### PROBLEM TO SOLVE
Provide the records once more, identical to the original.

[Opening DATASET RECORDS section]

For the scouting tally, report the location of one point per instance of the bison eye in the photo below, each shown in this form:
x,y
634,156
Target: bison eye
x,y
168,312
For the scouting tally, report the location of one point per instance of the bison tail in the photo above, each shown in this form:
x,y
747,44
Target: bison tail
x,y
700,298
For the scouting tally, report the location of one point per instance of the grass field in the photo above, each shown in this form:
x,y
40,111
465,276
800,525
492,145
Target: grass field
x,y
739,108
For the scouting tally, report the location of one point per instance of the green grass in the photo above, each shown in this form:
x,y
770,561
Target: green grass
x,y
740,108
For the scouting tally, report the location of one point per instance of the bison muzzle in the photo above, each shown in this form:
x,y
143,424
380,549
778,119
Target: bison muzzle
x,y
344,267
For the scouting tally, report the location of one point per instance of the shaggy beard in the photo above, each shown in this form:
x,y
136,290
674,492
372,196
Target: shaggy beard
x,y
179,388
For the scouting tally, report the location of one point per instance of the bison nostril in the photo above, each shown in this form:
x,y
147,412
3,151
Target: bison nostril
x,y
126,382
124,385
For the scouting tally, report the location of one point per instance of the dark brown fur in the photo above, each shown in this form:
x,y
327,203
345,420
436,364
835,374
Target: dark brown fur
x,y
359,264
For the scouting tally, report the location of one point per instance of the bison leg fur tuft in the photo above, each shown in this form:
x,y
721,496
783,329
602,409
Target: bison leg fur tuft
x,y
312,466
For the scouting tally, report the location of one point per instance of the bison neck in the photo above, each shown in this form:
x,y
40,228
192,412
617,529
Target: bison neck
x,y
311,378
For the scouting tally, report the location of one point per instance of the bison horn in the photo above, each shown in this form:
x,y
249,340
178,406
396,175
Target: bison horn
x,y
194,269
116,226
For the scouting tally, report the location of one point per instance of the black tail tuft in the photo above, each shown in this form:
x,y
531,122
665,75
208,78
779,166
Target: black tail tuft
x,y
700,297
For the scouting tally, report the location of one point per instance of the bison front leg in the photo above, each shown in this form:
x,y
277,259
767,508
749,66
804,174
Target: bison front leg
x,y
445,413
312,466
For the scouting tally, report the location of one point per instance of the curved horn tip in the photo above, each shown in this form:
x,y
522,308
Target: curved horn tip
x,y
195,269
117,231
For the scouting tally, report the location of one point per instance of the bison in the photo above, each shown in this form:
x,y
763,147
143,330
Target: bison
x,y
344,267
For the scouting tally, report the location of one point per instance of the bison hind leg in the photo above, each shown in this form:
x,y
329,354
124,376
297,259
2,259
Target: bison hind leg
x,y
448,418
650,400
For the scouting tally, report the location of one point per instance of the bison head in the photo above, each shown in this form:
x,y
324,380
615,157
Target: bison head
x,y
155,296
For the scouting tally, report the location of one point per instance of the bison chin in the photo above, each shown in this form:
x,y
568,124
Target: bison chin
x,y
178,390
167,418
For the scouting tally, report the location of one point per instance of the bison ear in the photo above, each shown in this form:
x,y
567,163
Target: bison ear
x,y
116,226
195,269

[Closing DATASET RECORDS section]

### EXPECTED ANSWER
For the scouting tally, report the location of one point per instance of the bison eye in the photo below, each shown in this form:
x,y
634,156
Target: bison eye
x,y
168,312
For the scouting tally, report the location of one point per instance of the bison tail in the photo above, each shown in this form:
x,y
747,44
Target: bison tail
x,y
700,298
For the scouting tally, report the location of one point per instance of the grass field in the photo above, each shown in this form:
x,y
40,111
465,276
800,525
492,145
Target: grass field
x,y
739,108
For the scouting tally, report the location of one point per instance of the green grass in the photo above, each shown in this form:
x,y
770,561
Target: green grass
x,y
740,108
For the scouting tally, report the location of one point per instance of the bison muzzle in the photo above, each shown in this form:
x,y
143,424
380,549
778,119
Target: bison muzzle
x,y
344,267
For the scouting tally, report the location of one point per instance of the shaggy beard in the photo above, each shown in this form:
x,y
136,290
674,492
372,196
Target: shaggy beard
x,y
179,388
For the scouting tally, report the location of one point per instance of the bison nostril in the photo above, each shown in this form:
x,y
147,412
3,151
Target: bison nostril
x,y
126,382
124,385
For the scouting tally, report the location of one point per instance of the dark brown fur in the photo above, each shown in this form:
x,y
327,203
345,420
436,364
835,374
Target: dark brown fur
x,y
359,264
For the scouting tally, report the location of one point per instance of the bison leg fur tuft in the photo above, each shown in this form:
x,y
721,496
783,329
602,409
Target: bison leg fur tuft
x,y
312,466
For the scouting tally, report the location of one point per instance of the bison neck in the photo above, each shown in this form:
x,y
40,228
192,412
617,529
Target: bison neck
x,y
311,378
For the scouting tally, report the location of one point per instance of the bison horn in the photo above, each shown in this form:
x,y
249,340
178,406
396,175
Target: bison horn
x,y
194,269
116,226
For the scouting tally, report the location of one point per instance of the black tail tuft in the photo above, each shown in this form:
x,y
531,122
665,75
208,78
779,166
Target: black tail tuft
x,y
700,297
For the scouting tally, report the location of one point per instance of the bison front leg in the photo above, each shown in this form:
x,y
277,259
767,508
749,66
804,174
Target: bison front leg
x,y
445,413
312,466
For the scouting tally, report the location of one point per instance of the curved horn tip in the photo above, each shown in this form:
x,y
522,308
Target: curved horn tip
x,y
195,269
117,231
For the scouting tally, report the location of one point per instance of the bison in the photo above, each shown in this form:
x,y
763,147
143,330
Target: bison
x,y
344,267
For the scouting tally, report the location of one point per instance of the bison hind leg in the photo above, each shown in this form:
x,y
329,354
124,376
297,259
2,259
Target: bison hind leg
x,y
448,418
650,400
For the scouting tally, report the location of one point per instance of the bison head in the photo above, each shown in this form:
x,y
324,380
615,157
Target: bison head
x,y
155,296
For the scouting tally, report the location of one point per instance of the bison chin in the photo above, each shown in this form:
x,y
568,124
Target: bison chin
x,y
178,390
167,418
For the scouting tally, report the location of one point per instance of the bison ear in the photo above, each shown in this form:
x,y
567,163
Target: bison ear
x,y
116,226
195,269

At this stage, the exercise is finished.